New employment related thresholds

09 August 2018

A number of employment related financial thresholds are indexed annually each 1 July. Below is a summary of some important changes effective 1 July 2018.

High income threshold: Why is the high income threshold important?

The high income threshold affects how modern awards apply to employees. Further and importantly, employees who earn more than the high income threshold and who are not covered by a modern award or enterprise agreement are not able to access the unfair dismissal jurisdiction. An unfair dismissal claim is the most common form of challenge to a termination of employment.

What is included in the high income threshold?

When determining whether an employee’s earnings exceed the high income threshold, an employee’s earnings include:

  • Wages;
  • Money that is paid on their behalf (e.g. superannuation top ups or salary sacrifice); and
  • The agreed value of non-monetary benefits (e.g. laptop or mobile phone).

When determining whether an employee’s earnings exceed the high income threshold, an employee’s earnings do not include:

  • Payments the amount of which cannot be determined in advance (e.g. commissions, bonuses or overtime unless guaranteed);
  • Reimbursements; and
  • Superannuation contributions that the employer is required to make.
High income threshold and unfair dismissal compensation limit
2017/2018 financial year 2018/2019 financial year 
$142,000 $145,400

The compensation limit for unfair dismissal claims increases to $72,700.

National Minimum Wage (before statutory superannuation)

The national minimum wage is the minimum weekly wage payable to employees not covered by a modern award or enterprise agreement.

For modern award covered employees, minimum wages are increased by 3.5% rounded to the nearest 10 cents.

2017/2018 financial year 2018/2019 financial year 
$694.90 per week or $18.29 per hour $719.20 per week or $18.93 per hour

Tax free threshold for “genuine redundancy” payments

Where the redundancy of an employee is treated by the Australian Tax Office as a ‘genuine redundancy’ under section 83-175 of the Income Tax Assessment Act 1997, certain tax-free thresholds will apply to the payment (see Taxation Ruling TR 2009/2).

- _Exercise tasks_:
a – Can you copy the employment thresholds summary word for word, everything from "A number of" down to "termination of employment."?
b – Can you carry on the employment thresholds summary, starting after its final sentence?
The rows that follow are separate material and are not part of the employment thresholds summary.

- _Items_:

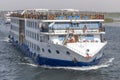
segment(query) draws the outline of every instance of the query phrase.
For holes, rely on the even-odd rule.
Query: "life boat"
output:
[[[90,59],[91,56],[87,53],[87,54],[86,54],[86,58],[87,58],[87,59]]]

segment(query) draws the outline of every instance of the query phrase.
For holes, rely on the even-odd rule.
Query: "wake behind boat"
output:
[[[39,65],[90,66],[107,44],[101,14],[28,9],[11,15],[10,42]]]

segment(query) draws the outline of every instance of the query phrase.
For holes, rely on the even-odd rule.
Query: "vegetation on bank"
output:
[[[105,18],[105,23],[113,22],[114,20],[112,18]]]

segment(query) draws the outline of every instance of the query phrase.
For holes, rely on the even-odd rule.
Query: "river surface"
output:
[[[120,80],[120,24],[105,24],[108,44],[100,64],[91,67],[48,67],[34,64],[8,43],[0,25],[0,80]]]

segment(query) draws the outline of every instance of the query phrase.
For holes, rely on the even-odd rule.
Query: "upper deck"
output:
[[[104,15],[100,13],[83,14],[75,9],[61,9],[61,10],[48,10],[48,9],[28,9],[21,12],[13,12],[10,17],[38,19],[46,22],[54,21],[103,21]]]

---

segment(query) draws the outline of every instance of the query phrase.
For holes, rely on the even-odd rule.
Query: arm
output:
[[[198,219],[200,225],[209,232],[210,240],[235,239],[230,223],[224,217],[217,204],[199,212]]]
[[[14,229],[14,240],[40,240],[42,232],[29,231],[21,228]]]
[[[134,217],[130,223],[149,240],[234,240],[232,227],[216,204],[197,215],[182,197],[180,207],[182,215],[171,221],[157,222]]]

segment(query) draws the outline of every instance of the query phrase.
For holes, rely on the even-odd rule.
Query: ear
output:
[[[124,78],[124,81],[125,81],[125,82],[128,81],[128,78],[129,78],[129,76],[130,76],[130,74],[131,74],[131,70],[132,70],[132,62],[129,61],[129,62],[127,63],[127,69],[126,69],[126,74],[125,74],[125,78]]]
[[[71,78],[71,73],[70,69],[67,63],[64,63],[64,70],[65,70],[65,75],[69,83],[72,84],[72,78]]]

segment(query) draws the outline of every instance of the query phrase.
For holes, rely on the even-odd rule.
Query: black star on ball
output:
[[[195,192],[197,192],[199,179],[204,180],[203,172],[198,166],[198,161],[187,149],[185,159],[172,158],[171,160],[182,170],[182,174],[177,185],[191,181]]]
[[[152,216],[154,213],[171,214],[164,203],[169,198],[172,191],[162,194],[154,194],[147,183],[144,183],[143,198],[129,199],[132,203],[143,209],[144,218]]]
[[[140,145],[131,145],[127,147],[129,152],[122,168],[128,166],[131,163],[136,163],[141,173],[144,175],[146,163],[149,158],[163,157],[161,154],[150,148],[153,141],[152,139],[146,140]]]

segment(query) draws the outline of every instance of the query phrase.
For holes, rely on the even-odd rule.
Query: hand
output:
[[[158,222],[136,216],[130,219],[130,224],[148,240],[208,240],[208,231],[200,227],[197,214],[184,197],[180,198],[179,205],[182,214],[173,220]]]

==

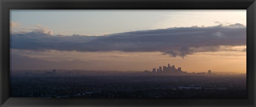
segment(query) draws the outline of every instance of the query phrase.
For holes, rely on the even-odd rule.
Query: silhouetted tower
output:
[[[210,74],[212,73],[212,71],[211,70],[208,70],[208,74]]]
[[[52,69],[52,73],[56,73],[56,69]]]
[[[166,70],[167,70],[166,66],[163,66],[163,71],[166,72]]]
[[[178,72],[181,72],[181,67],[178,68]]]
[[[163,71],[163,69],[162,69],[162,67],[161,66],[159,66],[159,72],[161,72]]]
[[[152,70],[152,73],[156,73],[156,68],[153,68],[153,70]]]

- _Outputs by task_:
a –
A number of employment related financial thresholds are indexed annually each 1 July. Below is a summary of some important changes effective 1 July 2018.

High income threshold: Why is the high income threshold important?

The high income threshold affects how modern awards apply to employees. Further and importantly, employees who earn more than the high income threshold and who are not covered by a modern award or enterprise agreement are not able to access the unfair dismissal jurisdiction. An unfair dismissal claim is the most common form of challenge to a termination of employment.

b –
2017/2018 financial year 2018/2019 financial year 
First $10,155 tax free and $5,078 tax free for each completed year of service First $10,399 tax free and $5,200 tax free for each completed year of service

Superannuation – maximum contribution base

For the 2018/2019 financial year, employers must pay into each eligible employee’s superannuation account a minimum of 9.50% of the employee’s ordinary time earnings up to the ‘maximum contribution base’, the same percentage contribution as was payable in the 2017/2018 financial year.

2017/2018 financial year 2018/2019 financial year 
$52,760 per quarter $54,030 per quarter

Superannuation – concession contribution cap

Employers make concessional contributions (e.g. SG contributions and salary sacrifice contributions) on behalf of their eligible employees. Concessional contributions up to the cap are generally taxed at 15%, whereas contributions in excess of the cap can be included as assessable income and taxed at the employee’s marginal rate of income tax where the individual makes an election to do so. The employee will also be liable for the excess concessional contributions charge in these circumstances.

2017/2018 financial year 2018/2019 financial year 
Employee concessional contribution cap $25,000 per annum Employee concessional contribution cap $25,000 per annum

If you would like more information in relation to any of the new employment related thresholds, and in particular how to determine with certainty whether an employee’s earnings exceed the high income threshold and thus whether he or she can access the unfair dismissal jurisdiction, please contact one of our team members below.

This article was written by Mark Howard, Partner and Taylor Burt, Trainee Solicitor.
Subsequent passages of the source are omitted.